> _Exercise requirements_:
According to the forum post, for which chromosome did the script complete successfully before the disk I/O error appeared?

-- Page text follows --

I was wondering if you can help us with the following error that causes our google hail cluster to crash:
ERROR: gcloud crashed (OperationalError): disk I/O error
After this error occurs we are unable to stop the cluster via the hailtctl dataproc stop command because all processes give the same Operational error.
The script I am running successfully completed before when ran for chr20 which is of smaller size.
Now that I am trying chr2 I get this disk I/O error.These are my cluster settings:
--image-version=1.4-debian9 \
--properties=spark:spark.driver.maxResultSize=0,spark:spark.task.maxFailures=20,spark:spark.kryoserializer.buffer.max=1g,spark:spark.driver.extraJavaOptions=-Xss4M,spark:spark.executor.extr
aJavaOptions=-Xss4M,hdfs:dfs.replication=1,dataproc:dataproc.logging.stackdriver.enable=false,dataproc:dataproc.monitoring.stackdriver.enable=false,spark:spark.driver.memory=41g \
--initialization-actions=gs://hail-common/hailctl/dataproc/0.2.20/init_notebook.py \
--metadata=^|||^WHEEL=gs://hail-common/hailctl/dataproc/0.2.20/hail-0.2.20-py3-none-any.whl|||PKGS=aiohttp|bokeh>1.1,<1.3|decorator<5|gcsfs==0.2.1|hurry.filesize==0.9|ipykernel<5|nest_async
io|numpy<2|pandas>0.22,<0.24|parsimonious<0.9|PyJWT|python-json-logger==0.1.11|requests>=2.21.0,<2.21.1|scipy>1.2,<1.4|tabulate==0.8.3|PyYAML \
--master-machine-type=n1-highmem-8 \
--master-boot-disk-size=100GB \
--num-master-local-ssds=0 \
--num-preemptible-workers=0 \
--num-worker-local-ssds=0 \
--num-workers=128 \
--preemptible-worker-boot-disk-size=40GB \
--worker-boot-disk-size=40 \
--worker-machine-type=n1-standard-8 \
--zone=europe-west2-a \
--initialization-action-timeout=20m \
--labels=creator=pa10_sanger_ac_uk
Starting cluster 'hail4676'...
Is there anything I can do to avoid this error? A larger local volume perhaps? We would appreciate any help you can give us as we really have to get this going asap and scale it for whole genome.
Thanks,
Pavlos
Read chr2 mt
Split multialleles
checkpoint split matrixtable
[Stage 3:==============================================> (671 + 8) / 800]ERROR: gcloud crashed (OperationalError): disk I/O error
If you would like to report this issue, please run the following command:
gcloud feedback
To check gcloud for common problems, please run the following command:
gcloud info --run-diagnostics
Submitting to cluster 'hail6880'...

-- Page text concluded --
-- Listed entries follows --

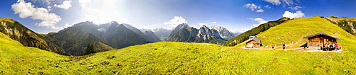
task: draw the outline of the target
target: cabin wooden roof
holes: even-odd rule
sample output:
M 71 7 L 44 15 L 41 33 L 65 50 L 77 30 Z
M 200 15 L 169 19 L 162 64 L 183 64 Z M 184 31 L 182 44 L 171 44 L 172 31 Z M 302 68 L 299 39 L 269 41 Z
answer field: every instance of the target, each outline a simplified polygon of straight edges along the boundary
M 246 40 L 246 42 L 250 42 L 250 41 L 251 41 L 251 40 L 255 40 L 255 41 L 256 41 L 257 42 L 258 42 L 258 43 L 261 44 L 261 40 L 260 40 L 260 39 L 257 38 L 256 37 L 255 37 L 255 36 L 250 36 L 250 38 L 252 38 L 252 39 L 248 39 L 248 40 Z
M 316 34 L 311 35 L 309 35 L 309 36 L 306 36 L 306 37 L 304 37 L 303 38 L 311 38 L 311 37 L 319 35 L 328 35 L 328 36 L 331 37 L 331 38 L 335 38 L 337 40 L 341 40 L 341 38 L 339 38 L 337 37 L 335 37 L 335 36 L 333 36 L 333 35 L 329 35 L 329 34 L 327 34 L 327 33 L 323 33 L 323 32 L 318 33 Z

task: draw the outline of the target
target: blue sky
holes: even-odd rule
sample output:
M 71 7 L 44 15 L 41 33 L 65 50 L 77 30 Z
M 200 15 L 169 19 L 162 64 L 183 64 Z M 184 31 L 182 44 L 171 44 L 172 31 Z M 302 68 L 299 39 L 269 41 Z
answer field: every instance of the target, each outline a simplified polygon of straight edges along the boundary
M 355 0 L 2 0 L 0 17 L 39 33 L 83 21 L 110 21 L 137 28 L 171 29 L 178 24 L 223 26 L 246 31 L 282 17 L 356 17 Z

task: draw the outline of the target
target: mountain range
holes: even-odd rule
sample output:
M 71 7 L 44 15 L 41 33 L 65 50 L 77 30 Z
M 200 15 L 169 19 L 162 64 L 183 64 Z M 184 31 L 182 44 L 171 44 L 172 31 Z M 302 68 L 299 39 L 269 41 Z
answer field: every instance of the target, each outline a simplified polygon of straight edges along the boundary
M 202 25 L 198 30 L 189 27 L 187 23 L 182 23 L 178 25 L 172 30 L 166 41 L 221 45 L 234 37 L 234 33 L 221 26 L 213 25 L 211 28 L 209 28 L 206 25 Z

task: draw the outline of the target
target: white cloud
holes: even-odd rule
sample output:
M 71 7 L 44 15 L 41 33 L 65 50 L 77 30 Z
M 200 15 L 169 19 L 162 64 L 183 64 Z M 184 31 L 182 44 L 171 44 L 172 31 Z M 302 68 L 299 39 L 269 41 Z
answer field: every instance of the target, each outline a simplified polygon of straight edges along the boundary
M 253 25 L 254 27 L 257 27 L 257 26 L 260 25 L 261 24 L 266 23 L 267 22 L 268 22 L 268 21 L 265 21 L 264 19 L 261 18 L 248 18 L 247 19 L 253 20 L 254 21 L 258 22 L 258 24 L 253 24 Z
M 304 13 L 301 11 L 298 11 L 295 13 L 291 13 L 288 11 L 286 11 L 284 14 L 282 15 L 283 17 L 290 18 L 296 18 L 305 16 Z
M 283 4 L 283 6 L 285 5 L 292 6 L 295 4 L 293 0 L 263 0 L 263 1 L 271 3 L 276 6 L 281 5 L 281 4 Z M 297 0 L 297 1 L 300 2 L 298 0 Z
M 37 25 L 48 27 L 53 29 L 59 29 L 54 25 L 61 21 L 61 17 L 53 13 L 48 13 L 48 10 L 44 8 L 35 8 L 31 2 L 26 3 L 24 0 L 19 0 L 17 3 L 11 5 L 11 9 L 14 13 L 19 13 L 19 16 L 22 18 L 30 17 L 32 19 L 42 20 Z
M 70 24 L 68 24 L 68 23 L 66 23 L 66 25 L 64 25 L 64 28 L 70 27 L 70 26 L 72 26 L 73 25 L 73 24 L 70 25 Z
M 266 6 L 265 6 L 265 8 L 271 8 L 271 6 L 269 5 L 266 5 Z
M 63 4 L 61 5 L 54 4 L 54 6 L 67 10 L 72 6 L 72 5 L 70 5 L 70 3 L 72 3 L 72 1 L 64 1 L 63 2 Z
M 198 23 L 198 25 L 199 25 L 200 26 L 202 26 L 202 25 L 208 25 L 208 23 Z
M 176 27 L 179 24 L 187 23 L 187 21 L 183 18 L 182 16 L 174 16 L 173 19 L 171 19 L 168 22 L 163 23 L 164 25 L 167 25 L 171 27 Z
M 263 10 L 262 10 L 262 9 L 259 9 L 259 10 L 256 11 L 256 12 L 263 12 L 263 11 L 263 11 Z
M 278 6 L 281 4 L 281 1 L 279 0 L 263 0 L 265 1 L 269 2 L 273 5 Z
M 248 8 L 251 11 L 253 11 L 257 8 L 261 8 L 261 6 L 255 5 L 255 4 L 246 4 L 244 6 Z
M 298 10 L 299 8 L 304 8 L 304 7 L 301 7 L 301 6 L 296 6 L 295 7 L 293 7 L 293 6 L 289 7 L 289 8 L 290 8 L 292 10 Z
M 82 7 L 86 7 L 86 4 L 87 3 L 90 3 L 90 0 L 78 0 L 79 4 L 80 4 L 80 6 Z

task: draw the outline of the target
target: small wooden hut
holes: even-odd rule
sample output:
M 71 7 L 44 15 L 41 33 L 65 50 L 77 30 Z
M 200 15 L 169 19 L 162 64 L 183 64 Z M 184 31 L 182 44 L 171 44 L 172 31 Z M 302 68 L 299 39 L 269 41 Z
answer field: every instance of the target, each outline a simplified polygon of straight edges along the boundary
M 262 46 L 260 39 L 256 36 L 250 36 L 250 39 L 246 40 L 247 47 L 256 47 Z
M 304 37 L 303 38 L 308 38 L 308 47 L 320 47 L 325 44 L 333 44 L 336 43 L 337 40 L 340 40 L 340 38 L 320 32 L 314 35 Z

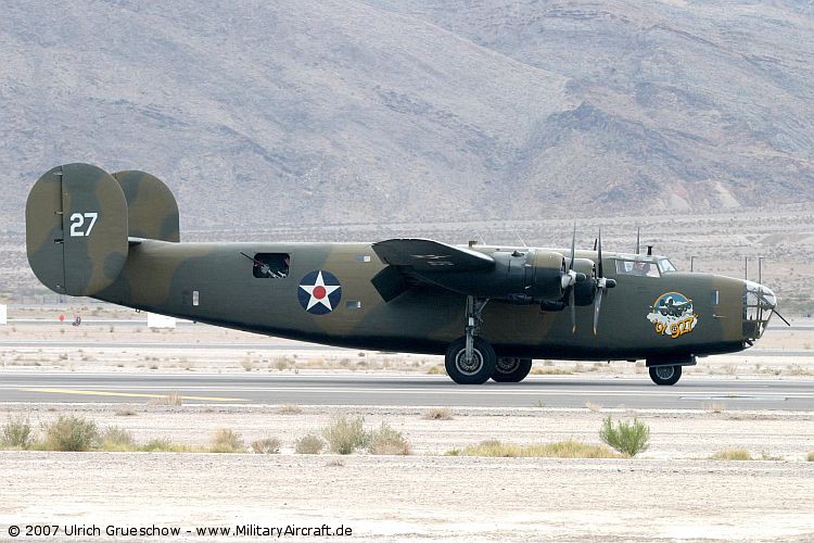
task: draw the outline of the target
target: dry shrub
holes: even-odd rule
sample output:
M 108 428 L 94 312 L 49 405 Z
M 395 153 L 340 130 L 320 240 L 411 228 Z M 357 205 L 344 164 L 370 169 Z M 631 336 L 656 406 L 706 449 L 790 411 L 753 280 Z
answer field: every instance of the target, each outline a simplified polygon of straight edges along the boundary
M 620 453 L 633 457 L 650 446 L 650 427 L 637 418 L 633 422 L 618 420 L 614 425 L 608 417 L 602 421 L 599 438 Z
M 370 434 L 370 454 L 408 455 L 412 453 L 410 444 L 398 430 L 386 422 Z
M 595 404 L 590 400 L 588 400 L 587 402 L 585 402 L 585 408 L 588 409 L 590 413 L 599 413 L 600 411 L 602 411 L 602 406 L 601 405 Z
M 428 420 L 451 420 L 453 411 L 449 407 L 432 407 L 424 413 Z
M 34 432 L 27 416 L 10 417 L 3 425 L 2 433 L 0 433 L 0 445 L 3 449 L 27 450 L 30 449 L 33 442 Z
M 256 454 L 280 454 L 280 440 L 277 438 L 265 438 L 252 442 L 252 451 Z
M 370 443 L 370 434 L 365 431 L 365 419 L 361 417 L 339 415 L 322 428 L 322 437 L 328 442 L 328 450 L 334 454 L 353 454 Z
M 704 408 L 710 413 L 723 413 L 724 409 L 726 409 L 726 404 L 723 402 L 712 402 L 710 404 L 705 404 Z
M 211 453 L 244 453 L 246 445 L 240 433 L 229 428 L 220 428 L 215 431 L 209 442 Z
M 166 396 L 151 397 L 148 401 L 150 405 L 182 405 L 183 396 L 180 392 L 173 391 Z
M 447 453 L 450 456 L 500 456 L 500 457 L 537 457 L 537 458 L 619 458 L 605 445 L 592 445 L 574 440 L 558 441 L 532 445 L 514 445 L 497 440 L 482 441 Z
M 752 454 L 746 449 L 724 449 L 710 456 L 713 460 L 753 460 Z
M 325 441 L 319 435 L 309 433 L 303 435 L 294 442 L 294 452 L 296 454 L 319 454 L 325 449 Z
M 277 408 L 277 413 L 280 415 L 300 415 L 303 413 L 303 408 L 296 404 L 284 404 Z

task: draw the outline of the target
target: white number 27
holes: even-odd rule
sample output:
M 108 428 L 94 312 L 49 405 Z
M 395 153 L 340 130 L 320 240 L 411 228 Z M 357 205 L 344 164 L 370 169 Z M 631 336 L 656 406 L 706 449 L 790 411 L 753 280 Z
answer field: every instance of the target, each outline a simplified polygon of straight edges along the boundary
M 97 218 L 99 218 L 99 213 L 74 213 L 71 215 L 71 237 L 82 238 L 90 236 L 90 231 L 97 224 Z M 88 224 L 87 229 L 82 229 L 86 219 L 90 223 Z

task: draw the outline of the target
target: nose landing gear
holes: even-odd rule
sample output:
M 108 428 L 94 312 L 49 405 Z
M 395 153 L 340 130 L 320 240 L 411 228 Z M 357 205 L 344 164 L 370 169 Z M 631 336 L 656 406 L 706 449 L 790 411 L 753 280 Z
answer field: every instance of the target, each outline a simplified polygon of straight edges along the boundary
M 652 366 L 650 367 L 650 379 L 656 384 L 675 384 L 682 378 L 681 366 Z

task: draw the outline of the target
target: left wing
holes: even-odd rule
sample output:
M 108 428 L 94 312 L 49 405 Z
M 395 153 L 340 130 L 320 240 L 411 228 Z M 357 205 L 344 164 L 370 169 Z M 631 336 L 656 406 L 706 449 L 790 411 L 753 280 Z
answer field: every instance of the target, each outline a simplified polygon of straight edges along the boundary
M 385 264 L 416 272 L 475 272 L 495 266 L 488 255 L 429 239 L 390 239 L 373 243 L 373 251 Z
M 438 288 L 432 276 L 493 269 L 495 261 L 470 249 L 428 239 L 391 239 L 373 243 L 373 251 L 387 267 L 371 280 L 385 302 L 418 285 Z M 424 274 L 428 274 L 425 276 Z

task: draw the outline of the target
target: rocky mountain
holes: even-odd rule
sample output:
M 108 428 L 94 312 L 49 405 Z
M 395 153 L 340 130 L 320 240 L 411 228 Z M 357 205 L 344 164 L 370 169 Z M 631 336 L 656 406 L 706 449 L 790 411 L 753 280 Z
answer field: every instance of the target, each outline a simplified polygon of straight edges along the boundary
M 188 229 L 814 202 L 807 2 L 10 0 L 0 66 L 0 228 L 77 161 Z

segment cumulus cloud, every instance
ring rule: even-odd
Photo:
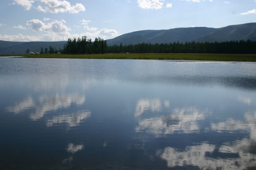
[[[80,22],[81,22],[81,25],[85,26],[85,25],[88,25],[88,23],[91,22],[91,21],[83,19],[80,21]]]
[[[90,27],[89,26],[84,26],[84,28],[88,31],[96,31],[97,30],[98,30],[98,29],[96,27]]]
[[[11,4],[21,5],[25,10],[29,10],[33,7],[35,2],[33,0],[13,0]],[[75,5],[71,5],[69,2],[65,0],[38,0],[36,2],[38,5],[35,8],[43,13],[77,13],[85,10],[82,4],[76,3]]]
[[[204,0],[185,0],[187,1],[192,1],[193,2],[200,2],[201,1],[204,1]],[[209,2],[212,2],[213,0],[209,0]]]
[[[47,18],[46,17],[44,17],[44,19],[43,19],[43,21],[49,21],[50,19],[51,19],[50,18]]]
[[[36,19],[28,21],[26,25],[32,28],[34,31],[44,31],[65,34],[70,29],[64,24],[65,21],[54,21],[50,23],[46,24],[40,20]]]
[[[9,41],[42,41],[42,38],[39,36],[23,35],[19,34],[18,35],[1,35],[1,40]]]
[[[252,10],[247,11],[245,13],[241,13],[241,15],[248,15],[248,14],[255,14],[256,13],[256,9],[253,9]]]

-- Listed entries concluded --

> _Expected output_:
chr20